» **Text block**:
--- START ---
This Democratic crop largely comes from two sets of traditional candidates favored by Senate Minority Leader Charles E. Schumer (D-N.Y.): older former governors or ex-senators who already have high name recognition and fundraising history and lesser-known state officials who will execute their campaigns along the lines of DSCC mandates.

That recipe backfired in 2016, when former senators Russell Feingold (D-Wis.) and Evan Bayh (D-Ind.), along with former governor Ted Strickland (D-Ohio), lost races after being hailed as strong candidates.

Three former state officials — Patty Judge (Iowa), Katie McGinty (Pa.) and Deborah Ross (N.C.) — also lost that year.

Those Democratic candidates ran races closely aligned with the themes of Hillary Clinton’s campaign, believing she would thump Trump, and their results closely tracked Clinton’s. Feingold and McGinty were less than three-tenths of a percentage point from matching Clinton’s razor-thin losing margin in Wisconsin and Pennsylvania.

Now, Republicans think Democrats are taking a similar approach. Gov. Steve Bullock (D-Mont.) and former governor John Hickenlooper (D-Colo.) are the familiar faces. Republicans allege that state House Speaker Sara Gideon (D-Maine), former state senator Cal Cunningham (D-N.C.), along with former congressional candidate Theresa Greenfield (D-Iowa), are running races closely in line with DSCC marching orders.
--- END ---
» **Recorded data**:
--- START ---
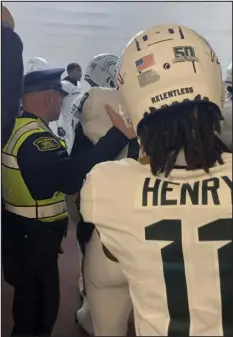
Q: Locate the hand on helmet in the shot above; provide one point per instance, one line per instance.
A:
(7, 17)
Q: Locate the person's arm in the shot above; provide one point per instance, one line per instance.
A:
(81, 142)
(48, 169)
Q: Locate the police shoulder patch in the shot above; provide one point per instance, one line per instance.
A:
(46, 144)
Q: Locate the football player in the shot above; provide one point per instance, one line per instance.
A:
(65, 127)
(167, 218)
(226, 135)
(95, 123)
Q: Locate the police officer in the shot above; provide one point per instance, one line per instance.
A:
(36, 172)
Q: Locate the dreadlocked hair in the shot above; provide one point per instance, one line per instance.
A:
(188, 126)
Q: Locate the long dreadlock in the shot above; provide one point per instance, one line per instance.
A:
(188, 126)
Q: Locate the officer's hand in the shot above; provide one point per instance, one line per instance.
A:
(7, 17)
(119, 123)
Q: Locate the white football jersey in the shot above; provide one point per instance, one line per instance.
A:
(226, 134)
(67, 121)
(93, 116)
(173, 238)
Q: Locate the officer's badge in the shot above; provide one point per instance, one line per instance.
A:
(46, 144)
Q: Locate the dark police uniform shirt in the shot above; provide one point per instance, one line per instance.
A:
(48, 171)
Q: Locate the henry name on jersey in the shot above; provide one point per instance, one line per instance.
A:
(156, 192)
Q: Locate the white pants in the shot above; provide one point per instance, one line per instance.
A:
(106, 290)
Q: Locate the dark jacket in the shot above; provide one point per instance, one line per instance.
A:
(12, 80)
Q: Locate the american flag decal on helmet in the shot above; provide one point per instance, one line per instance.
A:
(145, 62)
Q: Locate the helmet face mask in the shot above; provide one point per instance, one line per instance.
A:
(101, 71)
(167, 65)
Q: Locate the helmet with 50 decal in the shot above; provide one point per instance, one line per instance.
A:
(101, 71)
(167, 65)
(36, 63)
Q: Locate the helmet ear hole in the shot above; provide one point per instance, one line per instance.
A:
(112, 85)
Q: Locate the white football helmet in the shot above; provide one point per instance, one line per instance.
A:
(36, 63)
(166, 65)
(228, 81)
(101, 71)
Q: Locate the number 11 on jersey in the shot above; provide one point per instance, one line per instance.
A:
(217, 233)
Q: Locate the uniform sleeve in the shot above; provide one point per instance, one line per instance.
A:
(87, 207)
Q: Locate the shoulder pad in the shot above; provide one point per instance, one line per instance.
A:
(80, 107)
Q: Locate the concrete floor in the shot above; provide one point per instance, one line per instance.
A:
(70, 300)
(69, 274)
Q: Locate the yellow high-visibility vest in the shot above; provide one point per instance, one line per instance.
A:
(17, 198)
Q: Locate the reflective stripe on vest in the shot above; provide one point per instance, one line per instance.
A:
(46, 211)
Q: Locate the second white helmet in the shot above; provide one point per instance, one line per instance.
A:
(36, 63)
(167, 65)
(101, 71)
(228, 81)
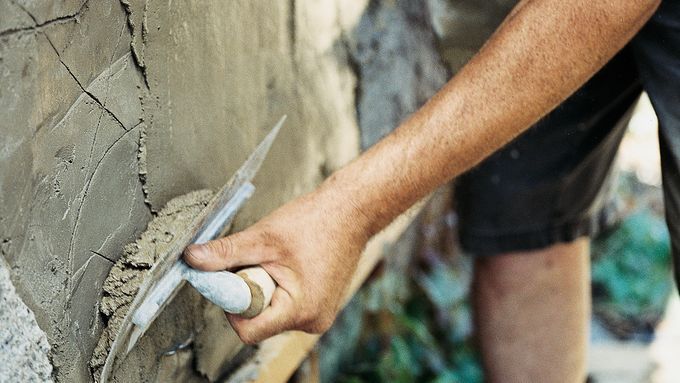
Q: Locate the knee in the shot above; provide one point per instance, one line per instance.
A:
(553, 265)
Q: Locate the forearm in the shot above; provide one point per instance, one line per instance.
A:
(540, 55)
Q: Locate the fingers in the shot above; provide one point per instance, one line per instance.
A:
(276, 318)
(240, 249)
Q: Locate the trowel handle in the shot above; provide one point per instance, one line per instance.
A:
(262, 288)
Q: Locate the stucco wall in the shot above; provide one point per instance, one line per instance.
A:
(110, 109)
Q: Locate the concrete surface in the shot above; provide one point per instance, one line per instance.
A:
(23, 345)
(111, 109)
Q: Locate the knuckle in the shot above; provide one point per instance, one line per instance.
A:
(319, 326)
(222, 247)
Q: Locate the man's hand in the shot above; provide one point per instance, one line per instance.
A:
(541, 54)
(306, 249)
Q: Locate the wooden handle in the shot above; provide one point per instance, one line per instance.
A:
(262, 288)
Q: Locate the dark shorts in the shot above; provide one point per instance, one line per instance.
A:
(550, 185)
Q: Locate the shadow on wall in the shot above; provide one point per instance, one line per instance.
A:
(110, 109)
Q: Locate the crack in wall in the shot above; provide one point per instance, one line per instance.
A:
(80, 85)
(84, 192)
(106, 97)
(142, 169)
(37, 27)
(137, 52)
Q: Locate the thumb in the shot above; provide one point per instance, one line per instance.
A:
(236, 250)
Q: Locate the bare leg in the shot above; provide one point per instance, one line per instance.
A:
(532, 314)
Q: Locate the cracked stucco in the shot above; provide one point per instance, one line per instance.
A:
(110, 109)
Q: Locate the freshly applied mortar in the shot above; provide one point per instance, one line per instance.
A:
(126, 276)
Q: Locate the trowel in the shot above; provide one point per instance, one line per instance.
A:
(246, 292)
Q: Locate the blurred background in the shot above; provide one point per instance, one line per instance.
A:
(412, 321)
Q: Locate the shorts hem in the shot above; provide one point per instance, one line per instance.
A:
(491, 244)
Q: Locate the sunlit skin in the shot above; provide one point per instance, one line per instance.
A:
(540, 55)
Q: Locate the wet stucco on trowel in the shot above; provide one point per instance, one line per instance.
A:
(110, 109)
(124, 280)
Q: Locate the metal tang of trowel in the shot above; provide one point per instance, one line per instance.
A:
(246, 292)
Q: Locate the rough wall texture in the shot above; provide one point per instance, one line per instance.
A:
(109, 109)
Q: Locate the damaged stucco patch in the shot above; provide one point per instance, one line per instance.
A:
(71, 193)
(126, 276)
(112, 108)
(23, 345)
(221, 76)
--- END ---
Summarize the text on Democratic Senate candidates in two sentences. Rely only on the text for what comes next.

The Democratic candidates largely come from two groups favored by Charles E. Schumer: well-known former governors or ex-senators, and lesser-known state officials who follow DSCC mandates. In 2016 that approach backfired when such candidates, running close to Hillary Clinton's campaign themes, lost with results that tracked hers, and Republicans now think Democrats are taking a similar approach.